Exercise instructions: Can you output the rows from the start through the line containing "Mark the region of every instance of the white", both ends included, as a numbered list with blank lines left out?

Rows in a dataset:

--------------------

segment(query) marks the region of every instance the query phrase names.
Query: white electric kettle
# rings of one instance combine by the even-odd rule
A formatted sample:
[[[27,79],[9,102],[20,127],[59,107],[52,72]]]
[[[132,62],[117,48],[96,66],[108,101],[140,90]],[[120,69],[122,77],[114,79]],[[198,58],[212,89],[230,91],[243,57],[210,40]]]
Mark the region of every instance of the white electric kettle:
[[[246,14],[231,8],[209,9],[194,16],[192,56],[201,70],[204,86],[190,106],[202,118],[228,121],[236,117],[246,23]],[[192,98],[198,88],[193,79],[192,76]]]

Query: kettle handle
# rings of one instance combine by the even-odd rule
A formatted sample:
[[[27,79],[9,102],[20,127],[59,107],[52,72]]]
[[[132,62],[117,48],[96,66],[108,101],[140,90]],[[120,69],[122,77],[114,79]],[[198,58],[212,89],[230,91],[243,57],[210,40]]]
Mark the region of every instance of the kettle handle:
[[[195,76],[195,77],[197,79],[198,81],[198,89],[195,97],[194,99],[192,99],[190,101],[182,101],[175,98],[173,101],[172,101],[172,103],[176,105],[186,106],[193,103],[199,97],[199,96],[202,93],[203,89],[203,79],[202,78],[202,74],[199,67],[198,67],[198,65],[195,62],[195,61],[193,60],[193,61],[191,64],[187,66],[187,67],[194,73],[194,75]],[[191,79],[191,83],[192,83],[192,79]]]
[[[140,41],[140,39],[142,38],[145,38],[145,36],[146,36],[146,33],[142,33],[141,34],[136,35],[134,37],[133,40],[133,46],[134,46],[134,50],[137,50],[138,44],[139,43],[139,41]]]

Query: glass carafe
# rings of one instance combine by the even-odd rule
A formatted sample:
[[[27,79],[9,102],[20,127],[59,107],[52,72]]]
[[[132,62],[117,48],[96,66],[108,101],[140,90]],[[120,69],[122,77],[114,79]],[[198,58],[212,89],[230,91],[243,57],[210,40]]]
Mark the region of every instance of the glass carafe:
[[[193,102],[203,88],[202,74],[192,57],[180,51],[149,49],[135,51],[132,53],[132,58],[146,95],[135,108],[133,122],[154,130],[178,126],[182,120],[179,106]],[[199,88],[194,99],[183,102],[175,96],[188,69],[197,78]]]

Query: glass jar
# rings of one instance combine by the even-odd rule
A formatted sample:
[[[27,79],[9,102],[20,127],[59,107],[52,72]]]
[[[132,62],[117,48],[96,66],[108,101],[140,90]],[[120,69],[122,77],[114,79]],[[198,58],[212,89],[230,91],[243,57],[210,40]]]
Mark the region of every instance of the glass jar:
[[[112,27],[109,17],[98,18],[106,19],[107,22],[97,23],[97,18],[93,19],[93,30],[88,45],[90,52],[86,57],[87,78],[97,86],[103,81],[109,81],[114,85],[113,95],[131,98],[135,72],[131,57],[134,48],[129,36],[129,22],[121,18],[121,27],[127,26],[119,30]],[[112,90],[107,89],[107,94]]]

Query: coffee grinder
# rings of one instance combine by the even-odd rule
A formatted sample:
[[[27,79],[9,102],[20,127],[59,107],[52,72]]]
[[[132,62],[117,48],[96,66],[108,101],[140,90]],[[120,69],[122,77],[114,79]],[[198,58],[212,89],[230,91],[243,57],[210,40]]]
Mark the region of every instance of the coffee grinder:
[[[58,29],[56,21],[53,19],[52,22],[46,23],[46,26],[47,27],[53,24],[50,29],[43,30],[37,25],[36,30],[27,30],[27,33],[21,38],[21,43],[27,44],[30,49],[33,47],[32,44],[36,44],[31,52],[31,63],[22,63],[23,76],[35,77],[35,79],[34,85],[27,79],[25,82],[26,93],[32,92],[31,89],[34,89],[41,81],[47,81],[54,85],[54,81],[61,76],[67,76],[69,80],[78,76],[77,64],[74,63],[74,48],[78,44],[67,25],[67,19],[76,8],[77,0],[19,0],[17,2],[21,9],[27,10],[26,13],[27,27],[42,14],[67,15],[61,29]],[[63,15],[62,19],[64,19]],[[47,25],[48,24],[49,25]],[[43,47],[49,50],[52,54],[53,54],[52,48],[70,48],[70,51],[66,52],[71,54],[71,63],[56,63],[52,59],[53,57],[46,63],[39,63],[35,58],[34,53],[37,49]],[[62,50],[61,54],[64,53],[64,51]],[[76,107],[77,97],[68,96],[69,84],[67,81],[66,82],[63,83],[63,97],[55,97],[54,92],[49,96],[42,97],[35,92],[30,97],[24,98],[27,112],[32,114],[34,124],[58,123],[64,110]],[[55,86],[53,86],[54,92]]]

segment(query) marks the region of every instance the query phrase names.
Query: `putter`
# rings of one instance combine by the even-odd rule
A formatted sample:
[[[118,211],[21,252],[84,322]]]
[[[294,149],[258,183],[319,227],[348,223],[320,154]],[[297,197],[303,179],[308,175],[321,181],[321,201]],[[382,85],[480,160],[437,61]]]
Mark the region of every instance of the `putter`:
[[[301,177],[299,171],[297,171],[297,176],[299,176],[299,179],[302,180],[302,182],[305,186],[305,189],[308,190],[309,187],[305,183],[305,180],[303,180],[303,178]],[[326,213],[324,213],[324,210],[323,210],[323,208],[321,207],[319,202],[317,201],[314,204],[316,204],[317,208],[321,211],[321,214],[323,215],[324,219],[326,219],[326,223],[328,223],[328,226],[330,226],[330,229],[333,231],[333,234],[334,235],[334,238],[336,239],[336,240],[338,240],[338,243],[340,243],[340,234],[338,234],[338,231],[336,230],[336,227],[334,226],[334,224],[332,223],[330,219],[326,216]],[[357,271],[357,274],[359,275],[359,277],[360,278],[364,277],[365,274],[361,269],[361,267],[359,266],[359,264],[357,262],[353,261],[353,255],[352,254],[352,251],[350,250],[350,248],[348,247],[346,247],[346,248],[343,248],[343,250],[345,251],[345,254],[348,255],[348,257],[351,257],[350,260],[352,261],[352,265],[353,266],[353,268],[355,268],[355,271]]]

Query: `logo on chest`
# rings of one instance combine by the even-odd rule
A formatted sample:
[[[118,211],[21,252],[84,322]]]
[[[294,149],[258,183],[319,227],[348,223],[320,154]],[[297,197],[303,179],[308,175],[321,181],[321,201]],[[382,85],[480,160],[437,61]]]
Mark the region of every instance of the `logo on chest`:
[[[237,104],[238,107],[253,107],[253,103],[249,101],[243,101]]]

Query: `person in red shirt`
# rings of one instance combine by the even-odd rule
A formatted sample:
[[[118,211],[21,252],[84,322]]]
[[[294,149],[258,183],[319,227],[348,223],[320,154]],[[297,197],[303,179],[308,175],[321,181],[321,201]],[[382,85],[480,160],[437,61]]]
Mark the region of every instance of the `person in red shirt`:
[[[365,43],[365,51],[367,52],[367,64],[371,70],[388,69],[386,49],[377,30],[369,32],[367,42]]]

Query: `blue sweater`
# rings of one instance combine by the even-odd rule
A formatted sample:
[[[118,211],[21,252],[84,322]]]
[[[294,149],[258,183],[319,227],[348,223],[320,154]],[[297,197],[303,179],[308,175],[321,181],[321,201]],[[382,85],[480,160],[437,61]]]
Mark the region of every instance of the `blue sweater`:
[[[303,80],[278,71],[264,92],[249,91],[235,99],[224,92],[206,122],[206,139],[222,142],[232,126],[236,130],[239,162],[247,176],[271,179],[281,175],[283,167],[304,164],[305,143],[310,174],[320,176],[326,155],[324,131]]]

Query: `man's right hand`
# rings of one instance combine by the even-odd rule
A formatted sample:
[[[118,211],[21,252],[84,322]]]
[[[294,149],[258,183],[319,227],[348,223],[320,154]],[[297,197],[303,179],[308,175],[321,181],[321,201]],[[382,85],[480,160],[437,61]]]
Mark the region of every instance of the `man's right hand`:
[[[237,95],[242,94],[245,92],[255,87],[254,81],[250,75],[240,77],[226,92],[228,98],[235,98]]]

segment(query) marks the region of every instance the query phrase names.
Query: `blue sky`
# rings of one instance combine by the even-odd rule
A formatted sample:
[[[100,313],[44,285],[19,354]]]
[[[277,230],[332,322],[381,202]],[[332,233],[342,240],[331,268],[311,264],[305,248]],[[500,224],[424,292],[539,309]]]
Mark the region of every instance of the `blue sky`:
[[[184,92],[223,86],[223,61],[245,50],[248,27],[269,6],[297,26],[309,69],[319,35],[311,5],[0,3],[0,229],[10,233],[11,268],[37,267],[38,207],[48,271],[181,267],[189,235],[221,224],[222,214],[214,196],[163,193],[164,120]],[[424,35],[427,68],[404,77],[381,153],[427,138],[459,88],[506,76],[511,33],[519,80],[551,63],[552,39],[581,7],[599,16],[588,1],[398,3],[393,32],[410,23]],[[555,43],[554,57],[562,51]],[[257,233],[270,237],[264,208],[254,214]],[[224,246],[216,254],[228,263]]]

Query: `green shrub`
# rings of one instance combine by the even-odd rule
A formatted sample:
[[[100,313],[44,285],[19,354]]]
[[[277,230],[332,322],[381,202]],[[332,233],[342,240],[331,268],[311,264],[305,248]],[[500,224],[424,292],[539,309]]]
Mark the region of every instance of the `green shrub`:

--------------------

Exercise response:
1. segment(query) marks the region of every instance the query phrase names.
2. Query: white electric kettle
3. # rings of one instance combine by the even-odd rule
4. A formatted sample:
5. [[[27,79],[9,102],[20,127],[59,107],[52,72]]]
6. [[[132,62],[117,48],[96,66],[108,101],[140,90]],[[120,69],[122,77],[114,79]],[[198,58],[212,89],[230,91],[243,57],[210,40]]]
7. Mark the region of every instance of the white electric kettle:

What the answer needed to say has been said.